(Point labeling lines)
--
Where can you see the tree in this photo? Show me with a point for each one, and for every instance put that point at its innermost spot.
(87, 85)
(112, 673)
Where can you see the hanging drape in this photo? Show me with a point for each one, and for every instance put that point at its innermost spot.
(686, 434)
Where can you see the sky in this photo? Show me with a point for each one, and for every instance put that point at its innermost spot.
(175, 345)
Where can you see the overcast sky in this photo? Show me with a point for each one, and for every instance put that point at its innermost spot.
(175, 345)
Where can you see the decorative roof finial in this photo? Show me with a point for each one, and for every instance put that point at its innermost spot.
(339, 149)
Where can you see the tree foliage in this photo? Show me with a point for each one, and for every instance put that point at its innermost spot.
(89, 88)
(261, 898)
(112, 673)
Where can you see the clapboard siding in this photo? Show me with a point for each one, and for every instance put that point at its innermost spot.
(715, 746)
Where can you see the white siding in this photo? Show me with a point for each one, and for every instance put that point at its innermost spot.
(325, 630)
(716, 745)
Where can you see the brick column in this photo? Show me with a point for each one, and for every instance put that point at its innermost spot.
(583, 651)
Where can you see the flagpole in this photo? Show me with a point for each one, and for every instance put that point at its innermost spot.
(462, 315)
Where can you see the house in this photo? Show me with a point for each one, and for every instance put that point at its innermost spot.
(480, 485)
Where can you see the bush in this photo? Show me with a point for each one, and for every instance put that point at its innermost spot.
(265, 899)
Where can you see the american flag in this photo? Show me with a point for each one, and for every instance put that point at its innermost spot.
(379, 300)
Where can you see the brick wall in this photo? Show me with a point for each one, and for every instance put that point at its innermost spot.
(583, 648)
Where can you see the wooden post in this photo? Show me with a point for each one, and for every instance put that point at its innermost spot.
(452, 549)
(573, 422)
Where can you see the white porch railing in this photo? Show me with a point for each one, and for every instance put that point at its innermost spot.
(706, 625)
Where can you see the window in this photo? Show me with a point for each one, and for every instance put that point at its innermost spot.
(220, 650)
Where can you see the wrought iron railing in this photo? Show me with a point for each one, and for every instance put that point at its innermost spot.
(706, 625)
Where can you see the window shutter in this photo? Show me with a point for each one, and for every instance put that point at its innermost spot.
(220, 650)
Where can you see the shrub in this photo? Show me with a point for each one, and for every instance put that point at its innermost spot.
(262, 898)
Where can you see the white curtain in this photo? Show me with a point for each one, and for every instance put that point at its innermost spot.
--
▸ Task requirements
Please write out the lines from the one containing "Where can you see the brick column" through the last line, switching "innermost spot" to "most central spot" and keeping everything else the same.

▸ Answer in full
Where can you see the brick column in this photo? Show me with a point for each one, and for every instance put that point at its most central spot.
(583, 651)
Where can you see the flagpole in this photo? Show me with a point for each one, and for every instance put that point at its most central spot.
(462, 315)
Where can you see the house in this photo? Show me with a point for each one, and for every instance put that point at its most central spot.
(480, 485)
Where can you see the bush in this photo? Show me with a point for each one, and for every instance put that point at its most central spot.
(265, 899)
Where can you see the american flag in this photo? Show me with a point for each one, and for every instance put that point at its most central spot.
(379, 300)
Where can you see the brick wall in this photo? Show me with a point for each one, and for every instance put that point at its most central spot.
(583, 648)
Where can you see the wooden post in this photo? Show me with a point for each one, and for every instance put that point at its most central spot.
(452, 549)
(573, 422)
Where can you see the white porch railing in this photo? Show me with a point for each one, and for every instance put that point at its most central spot.
(706, 625)
Where can you see the window in this photo? Show me with a point for each one, and for every instance put that point at its most central spot.
(220, 650)
Where can you see the wrought iron railing in this photo? Show me with a point for each one, and for every instance put that point at its most central spot.
(706, 625)
Where can you see the window shutter in this photo? Show me with a point for each one, and for every instance put that point at its most central spot.
(220, 650)
Where can you see the shrub in this photo? Show me with a point for each one, and for every instance put that point at its most central spot.
(262, 898)
Where can you see the white curtain in this photo? Show me with a point for each one, and for every instance put that point at its most central spot.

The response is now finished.